Havia uma história. E a história não era verdade. E a história não era ficção. A história vivia entre conceitos, provavelmente entre um e o outro, porque a vida é isso. Descoberta e discussão. Mutável, como a boa ciência. Com direito ao contraditório, como o bom jornalismo. Mas o ser humano habituou-se. Ao estereótipo simplista e redutor. É mais fácil.
Ou é verdade ou é mentira. Não há espaço para o que fica de permeio. Não há espaço para a conversa, para o debate, para o assumir da fragilidade humana das verdades mutáveis. Há pouco espaço. Nas mentes das pessoas. Para perceber. Isso. Que as verdades universais são dogma... Que as verdades absolutas não são verdade.
Pede-se uma epifania. Para a mesa do canto. Sirvam em dose dupla, por
favor.
Perceber implica questionar. Aceitar é outra coisa. É um saber que se sabe o que não se sabe, nem se quer saber. Toda a luz nasceu de experimentação e da falha. Do questionamento. Toda a esperança depende do ponto de interrogação no final das frases. E da troca de ideias que se faz. Da conversa. Do debate. Da contradição. Do embate. Da resistência.

----------

__Desafio 1__.
Indica quantas linhas da listagem abaixo contêm a palavra "bowl". Responde só com o número.
__Desafio 2__.
Escreve a continuação do texto acima sobre a verdade e o questionamento, a partir da última frase apresentada.

__Dados fornecidos__.
----------

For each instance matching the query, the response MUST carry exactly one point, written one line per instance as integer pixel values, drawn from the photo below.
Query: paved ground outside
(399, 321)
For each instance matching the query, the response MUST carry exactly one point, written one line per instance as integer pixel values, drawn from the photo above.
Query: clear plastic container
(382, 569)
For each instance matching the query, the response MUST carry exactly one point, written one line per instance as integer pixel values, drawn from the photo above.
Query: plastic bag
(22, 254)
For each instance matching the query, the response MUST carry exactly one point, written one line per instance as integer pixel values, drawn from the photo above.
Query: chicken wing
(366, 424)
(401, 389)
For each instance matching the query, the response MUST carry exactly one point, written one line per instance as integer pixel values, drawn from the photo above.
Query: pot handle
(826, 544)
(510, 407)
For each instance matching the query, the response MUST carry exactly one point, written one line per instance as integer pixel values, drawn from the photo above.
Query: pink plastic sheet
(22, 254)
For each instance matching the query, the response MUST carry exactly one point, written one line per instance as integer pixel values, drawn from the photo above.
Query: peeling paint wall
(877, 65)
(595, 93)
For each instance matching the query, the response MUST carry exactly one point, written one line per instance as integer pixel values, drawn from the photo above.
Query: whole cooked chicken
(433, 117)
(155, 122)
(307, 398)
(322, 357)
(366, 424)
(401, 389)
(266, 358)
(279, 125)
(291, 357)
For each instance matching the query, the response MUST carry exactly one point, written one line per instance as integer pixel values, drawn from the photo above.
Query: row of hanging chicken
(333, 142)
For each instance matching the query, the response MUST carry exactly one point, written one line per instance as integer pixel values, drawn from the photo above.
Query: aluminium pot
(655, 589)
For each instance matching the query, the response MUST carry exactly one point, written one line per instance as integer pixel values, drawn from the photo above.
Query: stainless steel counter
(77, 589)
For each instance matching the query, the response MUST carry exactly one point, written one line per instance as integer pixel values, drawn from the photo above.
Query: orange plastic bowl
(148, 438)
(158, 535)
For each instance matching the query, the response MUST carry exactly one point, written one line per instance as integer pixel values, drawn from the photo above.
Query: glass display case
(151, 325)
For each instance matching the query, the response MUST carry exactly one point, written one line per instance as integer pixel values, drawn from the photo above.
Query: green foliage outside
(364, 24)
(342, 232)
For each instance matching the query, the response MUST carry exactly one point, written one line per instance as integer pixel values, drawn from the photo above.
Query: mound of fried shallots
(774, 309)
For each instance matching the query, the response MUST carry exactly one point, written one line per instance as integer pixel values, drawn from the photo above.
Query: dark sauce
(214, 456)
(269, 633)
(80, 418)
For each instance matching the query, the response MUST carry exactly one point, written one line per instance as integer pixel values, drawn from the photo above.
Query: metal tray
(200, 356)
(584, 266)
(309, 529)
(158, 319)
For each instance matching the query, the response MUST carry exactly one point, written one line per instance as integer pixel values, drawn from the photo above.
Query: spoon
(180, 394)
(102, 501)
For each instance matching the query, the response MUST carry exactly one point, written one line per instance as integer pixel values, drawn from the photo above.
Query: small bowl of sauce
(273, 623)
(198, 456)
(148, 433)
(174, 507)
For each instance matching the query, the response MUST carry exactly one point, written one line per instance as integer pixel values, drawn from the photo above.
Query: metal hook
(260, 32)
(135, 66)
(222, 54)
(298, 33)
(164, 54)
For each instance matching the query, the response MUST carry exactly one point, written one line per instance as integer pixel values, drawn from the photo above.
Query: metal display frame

----------

__Resultado esperado 1__.
2

__Resultado esperado 2__.
Mas é mais fácil vergar. Foi sempre mais fácil vergar. Obedecer custa menos do que lutar, assim como o silêncio custa menos do que as palavras. É uma apatia temperada a medo que leva filas e filas de autómatos da vida até à morte, sem viver de facto.
Pede-se uma epifania. Para a mesa do canto. Sirvam em dose dupla, por
favor.
Custa-me olhar. Para os campos, para as trincheiras. Para os dois lados de uma guerra sem causa nem motivo. Para o rasgar da carne e das partilhas. Para a criação de facções, quando todos somos gente. Quando todos somos pessoa. Quando todos estamos a tentar. O mesmo. Sem dúvida. Ser felizes.
O inimigo público é o medo. E a aceitação acrítica é a droga. Vejo, pelos cantos e pelas ruas, todos os junkies indolentes, impassíveis, agindo em espelho face aos demais. E penso. Sempre o mesmo.
Pede-se uma epifania. Para a mesa do canto. Sirvam em dose dupla, por
favor.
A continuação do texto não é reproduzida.